[Stored data]

○ ○ ○ ○

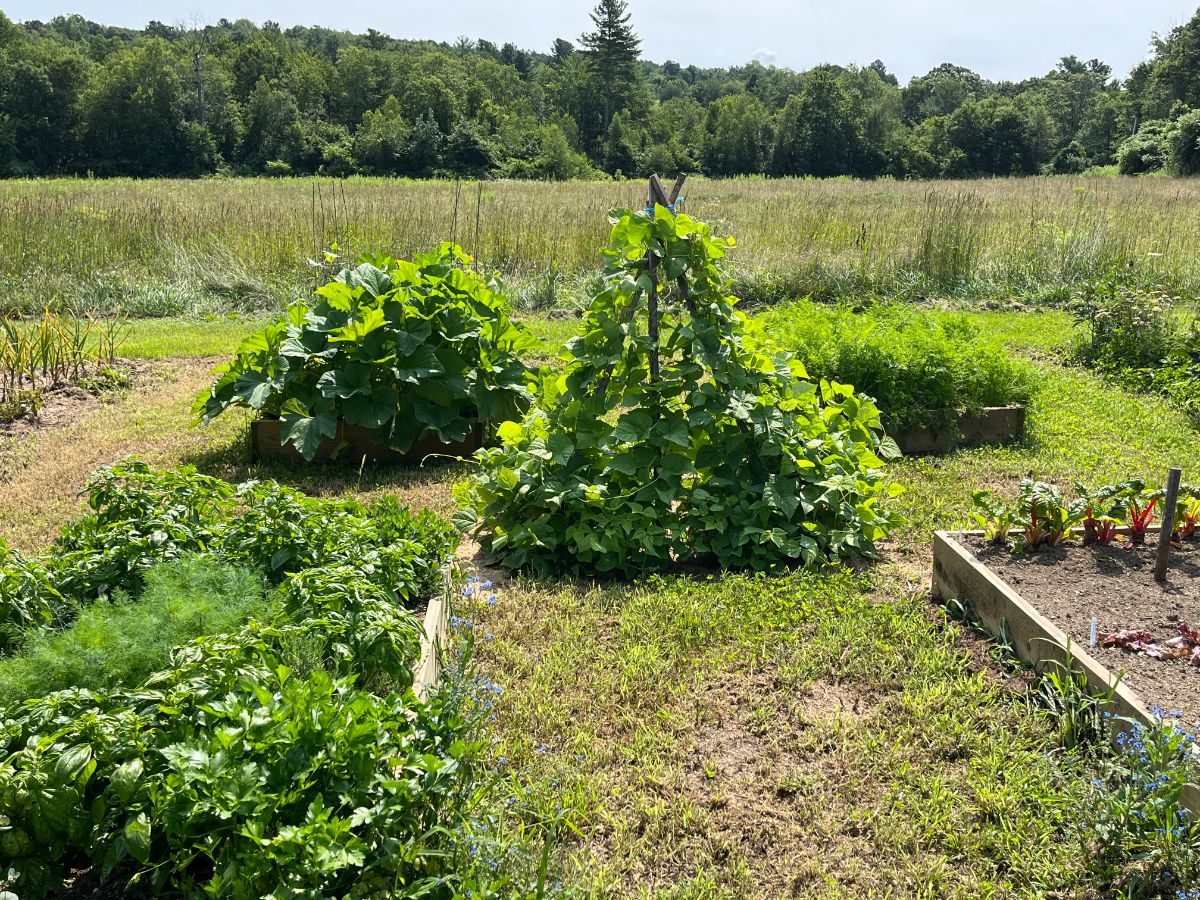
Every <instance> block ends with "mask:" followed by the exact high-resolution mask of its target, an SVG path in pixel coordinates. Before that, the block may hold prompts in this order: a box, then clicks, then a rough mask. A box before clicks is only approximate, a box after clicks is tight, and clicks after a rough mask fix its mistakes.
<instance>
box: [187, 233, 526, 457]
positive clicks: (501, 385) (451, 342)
mask: <svg viewBox="0 0 1200 900" xmlns="http://www.w3.org/2000/svg"><path fill="white" fill-rule="evenodd" d="M469 263H470V257H468V256H467V254H466V253H463V252H462V250H461V248H460V247H458V246H456V245H454V244H443V245H442V246H440V247H439V248H438V250H437V251H434V252H431V253H425V254H419V256H416V257H414V258H413V260H412V262H408V260H403V259H394V258H391V257H389V256H364V257H361V258H360V259H359V260H358V264H356V265H354V266H353V268H347V269H344V270H342V271H341V272H340V274H338V275H337V276H335V277H334V280H332V281H330V282H328V283H326V284H323V286H322V287H319V288H317V290H316V300H314V301H312V302H307V301H296V302H294V304H292V305H290V306H289V307H288V311H287V316H286V317H284V318H282V319H281V320H278V322H275V323H272V324H271V325H268V326H266V328H265V329H264V330H262V331H259V332H258V334H254V335H251V336H250V337H247V338H246V340H245V341H242V342H241V346H240V347H239V348H238V353H236V356H235V358H234V359H233V360H232V361H230V362H227V364H226V365H223V366H220V367H218V368H216V370H215V372H214V374H216V376H217V378H216V380H215V382H214V383H212V385H211V388H209V390H206V391H205V392H203V394H202V395H200V396H199V398H198V400H197V401H196V404H194V407H193V412H194V413H196V415H197V416H198V418H199V420H200V421H202V422H204V424H208V422H209V421H211V420H212V419H215V418H216V416H217V415H220V414H221V413H223V412H224V410H226V409H229V408H230V407H250V408H251V409H254V410H256V412H257V413H258V414H259V415H260V416H264V418H281V419H282V420H283V428H282V430H281V439H282V443H283V444H289V443H290V444H293V445H294V446H295V448H296V450H299V451H300V454H301V455H302V456H304V457H305V458H306V460H311V458H312V457H313V456H314V455H316V452H317V449H318V448H319V446H320V444H322V442H323V440H324V439H325V438H331V437H334V436H335V434H336V433H337V425H338V420H342V421H344V422H347V424H348V425H356V426H361V427H364V428H367V430H368V432H370V434H371V437H372V439H373V440H374V442H376V443H377V444H379V445H380V446H388V448H391V449H394V450H397V451H400V452H404V451H407V450H408V449H409V448H412V446H413V444H415V443H416V442H418V440H420V439H421V438H424V437H427V436H436V437H437V438H438V440H442V442H443V443H456V442H462V440H466V439H467V436H468V434H469V433H470V430H472V427H473V425H474V424H475V422H476V421H488V420H504V419H510V418H514V416H517V415H521V414H522V413H524V412H526V409H528V407H529V403H530V401H532V394H530V390H529V388H530V385H529V372H528V371H527V368H526V366H524V365H523V364H522V362H521V360H520V359H518V358H517V354H518V353H521V352H522V350H527V349H530V348H533V347H536V346H538V341H536V338H535V337H533V335H530V334H529V332H528V331H526V330H524V329H523V328H522V326H521V325H518V324H517V323H516V322H514V320H512V319H511V317H510V314H509V305H508V301H506V300H505V298H504V295H503V293H502V290H500V286H499V282H498V281H497V280H496V278H494V277H492V278H484V277H480V276H479V275H475V274H474V272H472V271H470V270H469V269H468V268H467V265H468V264H469Z"/></svg>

○ ○ ○ ○

• Assignment: Please write out every line of the stored data above word for word, leaving out the pictures.

• Written response:
Every <instance> block ends with "mask:" followed by the exact high-resolution mask of its target, an SVG path in pixel coordinates. Before that, the block may hold prompts in this order: a box, then clicks, then a rough mask. A box before clicks is only approximate, a box after clicks is tight, and clicks after a rough mask fix its mistakes.
<instance>
box: [187, 233, 526, 457]
positive clicks: (501, 385) (451, 342)
mask: <svg viewBox="0 0 1200 900" xmlns="http://www.w3.org/2000/svg"><path fill="white" fill-rule="evenodd" d="M469 263H470V257H468V256H467V254H466V253H463V252H462V250H461V248H460V247H458V246H456V245H454V244H443V245H442V246H440V247H439V248H438V250H437V251H434V252H431V253H425V254H419V256H416V257H414V258H413V260H412V262H408V260H403V259H394V258H391V257H389V256H364V257H361V258H360V259H359V260H358V264H356V265H354V266H353V268H347V269H344V270H342V271H341V272H340V274H338V275H337V276H335V277H334V280H332V281H330V282H328V283H326V284H323V286H322V287H319V288H317V290H316V300H314V301H312V302H307V301H296V302H294V304H292V305H290V306H289V307H288V311H287V316H286V317H284V318H282V319H281V320H278V322H275V323H272V324H271V325H268V326H266V328H265V329H264V330H262V331H259V332H258V334H254V335H251V336H250V337H247V338H246V340H245V341H242V342H241V346H240V347H239V348H238V353H236V356H235V358H234V359H233V360H232V361H230V362H227V364H226V365H223V366H220V367H218V368H216V370H215V372H214V374H216V376H217V378H216V380H215V382H214V383H212V385H211V388H209V390H206V391H205V392H203V394H202V395H200V396H199V398H198V400H197V401H196V404H194V407H193V412H194V413H196V415H197V416H198V418H199V420H200V421H202V422H204V424H208V422H209V421H211V420H212V419H215V418H216V416H217V415H220V414H221V413H223V412H224V410H226V409H229V408H230V407H250V408H251V409H254V410H256V412H257V413H258V414H259V415H260V416H264V418H281V419H282V420H283V428H282V430H281V439H282V443H283V444H289V443H290V444H293V445H294V446H295V448H296V450H299V451H300V454H301V455H302V456H304V457H305V458H306V460H311V458H312V457H313V456H314V455H316V452H317V449H318V448H319V446H320V444H322V442H323V440H324V439H325V438H331V437H334V436H335V434H336V433H337V425H338V420H342V421H344V422H347V424H348V425H356V426H361V427H364V428H367V430H368V432H370V434H371V437H372V439H373V440H374V442H376V443H377V444H379V445H380V446H388V448H391V449H394V450H397V451H400V452H404V451H407V450H408V449H409V448H412V446H413V444H415V443H416V442H418V440H420V439H421V438H424V437H427V436H436V437H437V438H438V440H442V442H443V443H456V442H462V440H466V439H467V436H468V434H469V433H470V430H472V427H473V425H474V424H475V422H476V421H488V420H504V419H510V418H514V416H517V415H521V414H522V413H524V412H526V409H528V407H529V403H530V401H532V394H530V390H529V388H530V385H529V372H528V371H527V368H526V366H524V365H523V364H522V362H521V360H520V359H518V358H517V354H518V353H521V352H522V350H527V349H530V348H533V347H536V346H538V341H536V338H535V337H533V335H530V334H529V332H528V331H526V330H524V329H523V328H522V326H521V325H518V324H517V323H516V322H514V320H512V319H511V317H510V314H509V305H508V301H506V300H505V298H504V295H503V293H502V290H500V286H499V282H498V281H497V280H496V278H494V277H492V278H484V277H480V276H479V275H475V274H474V272H472V271H470V270H469V269H468V268H467V265H468V264H469Z"/></svg>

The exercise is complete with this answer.